ACTIVITY. A faithful copy of each record is required, minus the images.

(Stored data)

##########

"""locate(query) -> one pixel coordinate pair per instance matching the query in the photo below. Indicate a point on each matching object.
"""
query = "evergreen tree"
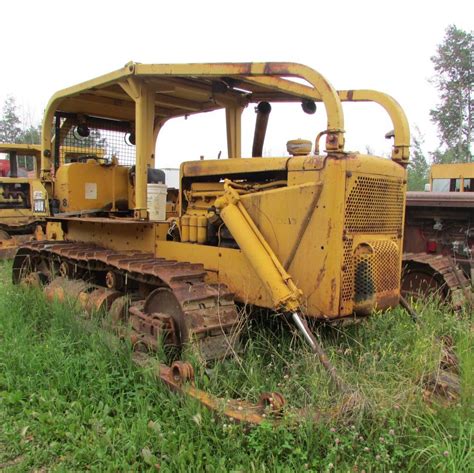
(10, 125)
(454, 80)
(418, 168)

##########

YOUR RESPONSE.
"""locate(query) -> one pixel coordinate pair per instance matching the query in the photo below. Indicate a point on each matching object.
"""
query = "evergreen tree"
(10, 125)
(454, 80)
(418, 168)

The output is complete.